Data excerpts

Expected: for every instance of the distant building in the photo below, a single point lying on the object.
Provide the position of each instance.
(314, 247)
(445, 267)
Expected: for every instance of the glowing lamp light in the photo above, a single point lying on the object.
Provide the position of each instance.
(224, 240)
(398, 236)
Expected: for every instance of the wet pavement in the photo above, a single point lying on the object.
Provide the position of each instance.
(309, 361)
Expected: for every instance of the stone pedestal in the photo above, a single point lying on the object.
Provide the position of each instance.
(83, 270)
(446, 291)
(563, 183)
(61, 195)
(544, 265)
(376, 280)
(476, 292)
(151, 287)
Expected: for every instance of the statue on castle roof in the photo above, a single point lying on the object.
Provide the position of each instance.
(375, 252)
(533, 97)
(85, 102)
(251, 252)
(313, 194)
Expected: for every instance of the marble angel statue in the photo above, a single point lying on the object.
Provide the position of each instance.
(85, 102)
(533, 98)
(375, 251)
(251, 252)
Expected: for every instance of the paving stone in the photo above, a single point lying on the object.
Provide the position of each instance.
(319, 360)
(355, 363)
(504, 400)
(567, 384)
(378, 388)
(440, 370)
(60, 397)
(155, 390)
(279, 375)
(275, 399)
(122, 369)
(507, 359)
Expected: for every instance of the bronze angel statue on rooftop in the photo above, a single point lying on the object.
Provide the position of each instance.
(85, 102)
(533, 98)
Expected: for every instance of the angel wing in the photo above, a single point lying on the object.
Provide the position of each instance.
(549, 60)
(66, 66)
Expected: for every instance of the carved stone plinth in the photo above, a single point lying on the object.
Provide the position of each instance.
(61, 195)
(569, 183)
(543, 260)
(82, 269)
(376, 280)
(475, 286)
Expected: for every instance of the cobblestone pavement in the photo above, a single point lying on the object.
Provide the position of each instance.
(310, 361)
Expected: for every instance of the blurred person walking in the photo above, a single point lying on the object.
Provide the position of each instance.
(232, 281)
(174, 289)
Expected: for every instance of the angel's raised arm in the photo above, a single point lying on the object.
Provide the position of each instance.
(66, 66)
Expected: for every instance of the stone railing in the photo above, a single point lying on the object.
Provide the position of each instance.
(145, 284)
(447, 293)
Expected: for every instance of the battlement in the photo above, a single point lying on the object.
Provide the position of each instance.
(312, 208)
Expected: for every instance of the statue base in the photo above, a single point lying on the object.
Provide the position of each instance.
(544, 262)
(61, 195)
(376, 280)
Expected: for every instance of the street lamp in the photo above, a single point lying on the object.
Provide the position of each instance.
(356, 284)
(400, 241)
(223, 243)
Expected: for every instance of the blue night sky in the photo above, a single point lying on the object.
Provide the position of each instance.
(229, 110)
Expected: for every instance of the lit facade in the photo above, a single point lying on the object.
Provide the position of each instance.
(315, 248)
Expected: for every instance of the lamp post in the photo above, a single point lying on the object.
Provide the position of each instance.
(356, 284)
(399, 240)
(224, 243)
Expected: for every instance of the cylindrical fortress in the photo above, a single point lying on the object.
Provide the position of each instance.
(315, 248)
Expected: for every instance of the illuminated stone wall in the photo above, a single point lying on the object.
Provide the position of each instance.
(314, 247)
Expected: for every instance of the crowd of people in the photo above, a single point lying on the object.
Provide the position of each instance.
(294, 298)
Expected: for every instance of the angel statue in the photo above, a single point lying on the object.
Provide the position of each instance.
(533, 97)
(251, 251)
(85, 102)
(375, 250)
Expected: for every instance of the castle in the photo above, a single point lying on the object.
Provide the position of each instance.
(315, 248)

ACTIVITY -> Run a filter over the data above and keep each line that contains the word "pavement".

EXERCISE RESULT ->
Expected: for every instance of the wet pavement in the photo above, a single point lying on the object.
Expected: for every instance of the cobblestone pavement in the photo above, a single point lying on the object.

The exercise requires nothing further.